:: Material

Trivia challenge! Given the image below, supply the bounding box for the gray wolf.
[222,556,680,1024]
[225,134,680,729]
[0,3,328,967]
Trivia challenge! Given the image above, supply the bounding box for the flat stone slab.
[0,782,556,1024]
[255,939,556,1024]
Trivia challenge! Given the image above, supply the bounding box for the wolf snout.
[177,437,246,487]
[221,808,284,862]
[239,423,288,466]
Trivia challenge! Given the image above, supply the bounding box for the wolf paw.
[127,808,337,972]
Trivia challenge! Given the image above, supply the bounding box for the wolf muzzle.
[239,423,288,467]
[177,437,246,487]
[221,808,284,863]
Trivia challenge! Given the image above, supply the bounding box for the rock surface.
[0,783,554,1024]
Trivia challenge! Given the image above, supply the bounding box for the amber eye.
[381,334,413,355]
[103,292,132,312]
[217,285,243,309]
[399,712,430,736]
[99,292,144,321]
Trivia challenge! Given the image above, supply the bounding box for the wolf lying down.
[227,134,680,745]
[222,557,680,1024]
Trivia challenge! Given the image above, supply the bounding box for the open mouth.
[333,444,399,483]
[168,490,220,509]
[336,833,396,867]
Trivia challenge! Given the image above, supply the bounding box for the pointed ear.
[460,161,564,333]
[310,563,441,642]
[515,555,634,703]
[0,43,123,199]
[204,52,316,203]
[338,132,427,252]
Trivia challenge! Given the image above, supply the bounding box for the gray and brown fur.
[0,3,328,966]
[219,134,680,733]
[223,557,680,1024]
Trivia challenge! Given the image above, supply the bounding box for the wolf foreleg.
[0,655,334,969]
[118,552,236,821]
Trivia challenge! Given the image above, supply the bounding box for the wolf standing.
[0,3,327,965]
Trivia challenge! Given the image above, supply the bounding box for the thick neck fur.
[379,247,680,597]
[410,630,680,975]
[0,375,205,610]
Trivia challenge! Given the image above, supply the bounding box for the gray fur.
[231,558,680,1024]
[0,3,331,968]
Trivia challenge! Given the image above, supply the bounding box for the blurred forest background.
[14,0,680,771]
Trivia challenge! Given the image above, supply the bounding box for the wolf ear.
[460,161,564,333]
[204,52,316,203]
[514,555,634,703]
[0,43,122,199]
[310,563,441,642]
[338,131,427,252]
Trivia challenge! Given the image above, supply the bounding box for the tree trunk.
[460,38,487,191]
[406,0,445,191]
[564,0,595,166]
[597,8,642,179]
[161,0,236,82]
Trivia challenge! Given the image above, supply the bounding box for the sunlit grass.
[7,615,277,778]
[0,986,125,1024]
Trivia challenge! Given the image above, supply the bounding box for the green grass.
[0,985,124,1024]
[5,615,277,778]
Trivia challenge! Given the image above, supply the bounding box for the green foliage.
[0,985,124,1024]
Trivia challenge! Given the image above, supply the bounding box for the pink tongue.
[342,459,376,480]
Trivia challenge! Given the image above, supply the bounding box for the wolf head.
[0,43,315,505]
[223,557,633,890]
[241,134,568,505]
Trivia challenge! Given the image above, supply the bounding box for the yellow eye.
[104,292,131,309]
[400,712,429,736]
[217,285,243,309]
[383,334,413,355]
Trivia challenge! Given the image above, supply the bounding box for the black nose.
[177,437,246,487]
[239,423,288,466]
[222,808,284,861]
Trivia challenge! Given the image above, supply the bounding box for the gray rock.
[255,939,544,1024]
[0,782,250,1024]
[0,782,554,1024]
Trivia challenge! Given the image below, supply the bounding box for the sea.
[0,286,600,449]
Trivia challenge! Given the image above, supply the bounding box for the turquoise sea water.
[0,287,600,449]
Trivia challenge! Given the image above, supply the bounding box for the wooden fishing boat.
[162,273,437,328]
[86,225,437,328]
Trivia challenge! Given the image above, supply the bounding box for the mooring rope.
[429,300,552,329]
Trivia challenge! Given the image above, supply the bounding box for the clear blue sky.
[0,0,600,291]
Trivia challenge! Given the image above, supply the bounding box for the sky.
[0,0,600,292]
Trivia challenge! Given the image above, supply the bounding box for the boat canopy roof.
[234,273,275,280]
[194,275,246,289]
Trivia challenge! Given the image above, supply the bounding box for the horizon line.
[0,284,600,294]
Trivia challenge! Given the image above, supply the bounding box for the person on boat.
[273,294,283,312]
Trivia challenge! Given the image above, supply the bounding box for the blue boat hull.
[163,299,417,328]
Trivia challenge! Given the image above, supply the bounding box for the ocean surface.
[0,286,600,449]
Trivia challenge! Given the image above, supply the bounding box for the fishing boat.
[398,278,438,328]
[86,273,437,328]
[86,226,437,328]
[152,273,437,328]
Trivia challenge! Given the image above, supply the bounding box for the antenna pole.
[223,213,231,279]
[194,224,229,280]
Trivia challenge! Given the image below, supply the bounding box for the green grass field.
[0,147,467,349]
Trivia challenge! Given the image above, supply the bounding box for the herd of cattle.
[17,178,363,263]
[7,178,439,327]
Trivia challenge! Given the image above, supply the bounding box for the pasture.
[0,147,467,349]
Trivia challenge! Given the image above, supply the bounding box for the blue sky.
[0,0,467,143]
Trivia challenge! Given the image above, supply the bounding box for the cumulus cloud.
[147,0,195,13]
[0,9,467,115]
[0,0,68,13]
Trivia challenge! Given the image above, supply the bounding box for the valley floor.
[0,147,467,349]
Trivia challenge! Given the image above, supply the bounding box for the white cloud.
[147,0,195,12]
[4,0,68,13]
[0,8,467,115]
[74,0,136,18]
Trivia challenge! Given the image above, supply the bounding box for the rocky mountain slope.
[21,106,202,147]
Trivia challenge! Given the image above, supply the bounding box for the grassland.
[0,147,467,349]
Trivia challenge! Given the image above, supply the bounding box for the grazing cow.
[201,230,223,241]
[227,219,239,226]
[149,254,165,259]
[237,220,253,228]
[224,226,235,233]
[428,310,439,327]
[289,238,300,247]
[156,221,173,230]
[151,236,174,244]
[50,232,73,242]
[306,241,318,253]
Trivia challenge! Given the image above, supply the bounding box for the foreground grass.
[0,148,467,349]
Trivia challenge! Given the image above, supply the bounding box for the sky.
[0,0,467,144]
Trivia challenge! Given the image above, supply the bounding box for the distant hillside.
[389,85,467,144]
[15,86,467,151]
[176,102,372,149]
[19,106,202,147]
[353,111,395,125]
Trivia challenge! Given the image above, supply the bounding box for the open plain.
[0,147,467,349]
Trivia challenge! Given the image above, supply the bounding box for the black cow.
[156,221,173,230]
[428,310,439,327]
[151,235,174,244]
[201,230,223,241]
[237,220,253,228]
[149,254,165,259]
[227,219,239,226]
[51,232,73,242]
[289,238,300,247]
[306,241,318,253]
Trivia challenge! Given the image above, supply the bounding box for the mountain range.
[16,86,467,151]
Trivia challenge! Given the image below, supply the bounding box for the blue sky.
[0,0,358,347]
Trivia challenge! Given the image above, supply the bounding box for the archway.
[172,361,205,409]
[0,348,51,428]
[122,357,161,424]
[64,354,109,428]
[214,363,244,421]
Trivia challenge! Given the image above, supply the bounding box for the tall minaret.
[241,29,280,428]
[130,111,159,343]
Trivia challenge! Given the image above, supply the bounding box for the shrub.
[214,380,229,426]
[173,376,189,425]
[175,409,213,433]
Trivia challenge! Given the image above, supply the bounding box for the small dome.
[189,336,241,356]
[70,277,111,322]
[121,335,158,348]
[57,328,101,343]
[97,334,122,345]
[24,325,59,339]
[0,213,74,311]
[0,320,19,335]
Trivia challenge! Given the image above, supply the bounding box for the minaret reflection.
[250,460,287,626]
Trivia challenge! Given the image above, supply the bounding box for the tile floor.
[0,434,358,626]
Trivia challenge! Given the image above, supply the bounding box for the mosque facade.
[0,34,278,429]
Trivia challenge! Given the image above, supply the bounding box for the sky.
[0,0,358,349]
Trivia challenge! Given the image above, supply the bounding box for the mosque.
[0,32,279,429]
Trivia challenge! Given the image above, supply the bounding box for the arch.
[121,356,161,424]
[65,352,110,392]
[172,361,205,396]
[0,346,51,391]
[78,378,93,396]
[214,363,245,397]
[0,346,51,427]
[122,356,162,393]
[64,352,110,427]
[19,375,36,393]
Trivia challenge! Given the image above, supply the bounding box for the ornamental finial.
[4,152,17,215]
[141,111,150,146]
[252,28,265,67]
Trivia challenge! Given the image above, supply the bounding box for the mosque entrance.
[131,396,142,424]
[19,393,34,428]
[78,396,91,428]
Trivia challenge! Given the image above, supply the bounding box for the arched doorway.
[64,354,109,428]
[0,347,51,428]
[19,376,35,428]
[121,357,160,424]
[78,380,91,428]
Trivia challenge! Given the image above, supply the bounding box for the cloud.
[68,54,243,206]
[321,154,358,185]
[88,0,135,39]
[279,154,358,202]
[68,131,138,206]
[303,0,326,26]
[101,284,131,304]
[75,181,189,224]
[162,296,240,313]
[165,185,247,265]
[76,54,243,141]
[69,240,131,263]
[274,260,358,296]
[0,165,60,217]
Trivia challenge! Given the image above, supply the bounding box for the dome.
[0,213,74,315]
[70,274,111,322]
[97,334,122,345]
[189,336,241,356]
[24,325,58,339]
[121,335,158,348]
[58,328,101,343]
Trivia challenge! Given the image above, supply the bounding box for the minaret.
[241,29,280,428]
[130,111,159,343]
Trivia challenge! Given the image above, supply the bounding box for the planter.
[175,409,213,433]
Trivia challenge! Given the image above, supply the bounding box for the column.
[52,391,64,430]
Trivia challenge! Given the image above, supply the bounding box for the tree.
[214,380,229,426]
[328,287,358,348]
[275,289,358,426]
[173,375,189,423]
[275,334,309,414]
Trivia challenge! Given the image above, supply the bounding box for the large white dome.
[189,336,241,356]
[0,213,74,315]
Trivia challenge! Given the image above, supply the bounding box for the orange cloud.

::::

Exercise brief: Edit the items from the line with "the wolf ear." through the line with "[342,459,376,480]" so that "tree trunk" becomes "bare tree trunk", and give those lines back with nothing else changed.

Task response:
Trivia challenge! Given the image above, supply the bounding box for the wolf ear.
[460,161,564,333]
[204,52,316,203]
[514,555,634,703]
[0,43,122,199]
[310,563,441,642]
[338,131,427,252]
Trivia challenge! Given the image above, supply the bounding box for the bare tree trunk.
[460,38,487,191]
[406,0,445,191]
[564,0,595,166]
[597,8,642,179]
[161,0,236,82]
Trivia challenge! Given the image above, supply the bounding box for the sunlit grass.
[7,615,277,778]
[0,986,125,1024]
Trivia challenge! Given the image above, supply the bounding box for the green grass.
[0,985,124,1024]
[5,615,277,778]
Trivia challenge! Given the image above, supply the bounding box for the green foliage.
[0,985,124,1024]
Trivia challenge! Given the image above, supply the bounding box for the pink tongue.
[342,459,376,480]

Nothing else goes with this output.